- [Seitentext]
◇ ◇ ◇
Highway zur Hölle

Christoph Ruf über die Abstiege von Vereinen wie dem Karlsruher SC und den Niedergang der Traditionsklubs

Die Saison 2016/2017 neigt sich dem Ende zu. Sie könnte als Spielzeit in Erinnerung bleiben, in der sich erstaunlich viele Traditionsvereine verabschiedet haben. Grund genug, nach Gründen für eine Entwicklung zu suchen, die man nur dann gut finden kann, wenn man in Fußballvereinen Investitionsobjekte mit hoher öffentlicher Aufmerksamkeit sieht.

Es gibt Gründe, den Übergang zwischen der zweiten und der dritten Liga als Schwelle zwischen dem hochkommerzialisierten Fußball und dem etwas weniger gepamperten zu sehen. 11,5 Millionen Euro hätte der Karlsruher SC in der kommenden Saison aus dem Fernsehgeldtopf in Liga zwei kassiert, eine Spielklasse drunter werden es nur 800 000 Euro sein. Unter den Gefällen ist das die Eiger Nordwand. Die Frage ist nun, warum es den KSC erwischt hat und warum mit 1860 München der nächste Traditionsverein beste Chancen hat, ihm als Absteiger nachzufolgen. Die Frage, warum ein Verein wie die Löwen über Jahre immer wieder Millionen von Schulden anhäuft, die ist natürlich schon spannend. Ziemlich sicher hat sie mit den Erwartungshaltungen zu tun, die im so genannten »Umfeld« eines Vereins herrschen - also bei den Fans, den Mitgliedern und nicht zuletzt den Sponsoren. 1860 war Deutscher Meister, hat jahrelang international gespielt. Ein Verein, der solch eine Vergangenheit im Kreuz hat, braucht schon charakterstarke Funktionäre, wenn er den Fans vermitteln muss, dass sie sich in absehbarer Zeit mit Mittelmaß abzufinden haben.
◇ ◇ ◇
- [Datenauszug]
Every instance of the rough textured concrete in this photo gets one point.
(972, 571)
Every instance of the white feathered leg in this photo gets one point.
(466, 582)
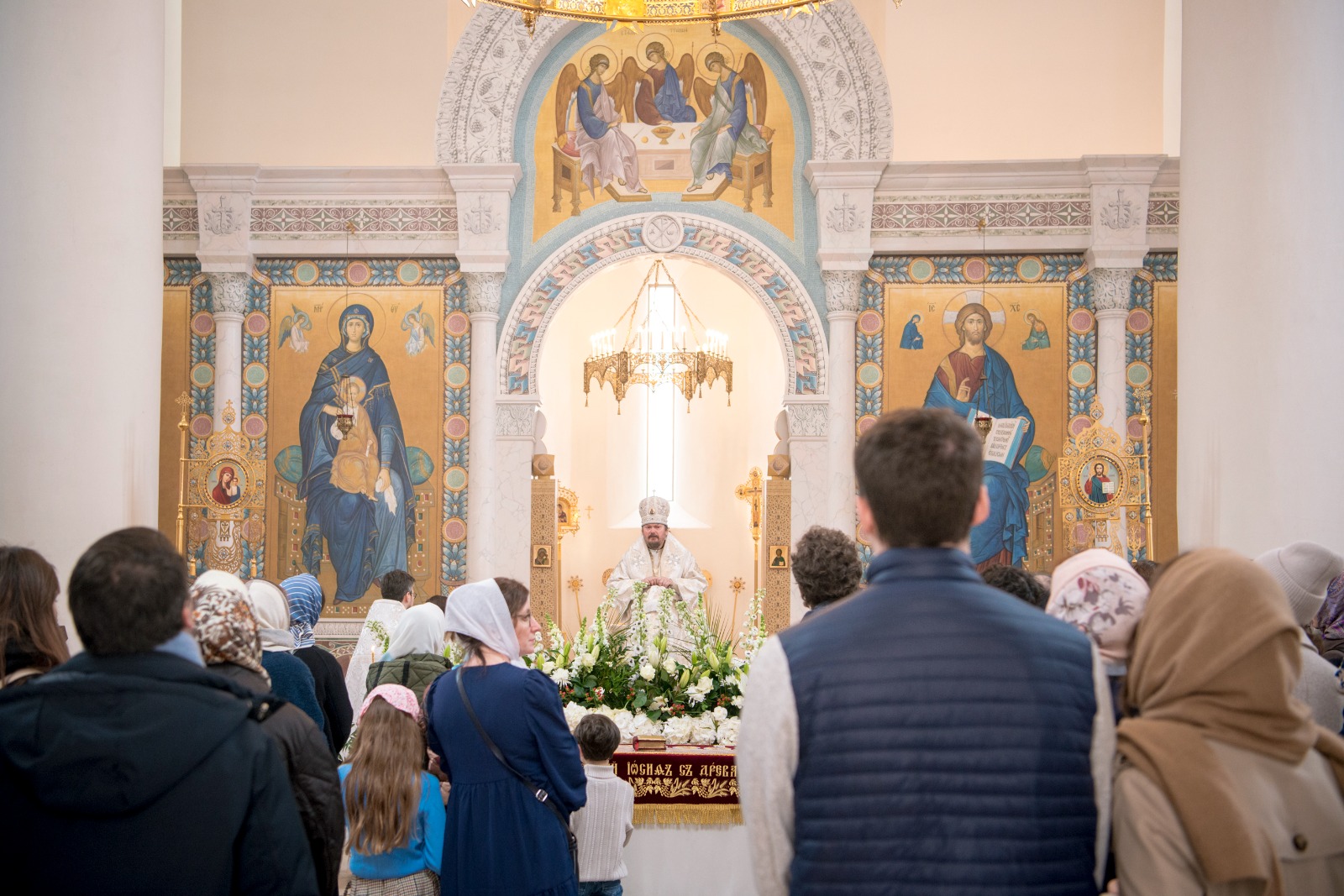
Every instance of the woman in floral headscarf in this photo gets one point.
(1328, 626)
(306, 605)
(230, 644)
(1101, 595)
◇ ◇ ◇
- [Aufgabenziel]
Beantworte die folgenden Fragen anhand des Seitentexts.
1. Welche Saison neigt sich laut Seitentext dem Ende zu?
2. Wie viel Geld wird der Karlsruher SC eine Spielklasse unter der zweiten Liga aus dem Fernsehgeldtopf erhalten?
3. Welchen Titel hat 1860 München laut Seitentext einmal gewonnen?
Die Daten spielen hierfür keine Rolle.

- [Aufgabenergebnis]
1. Die Saison 2016/2017.
2. Nur 800 000 Euro.
3. Die Deutsche Meisterschaft.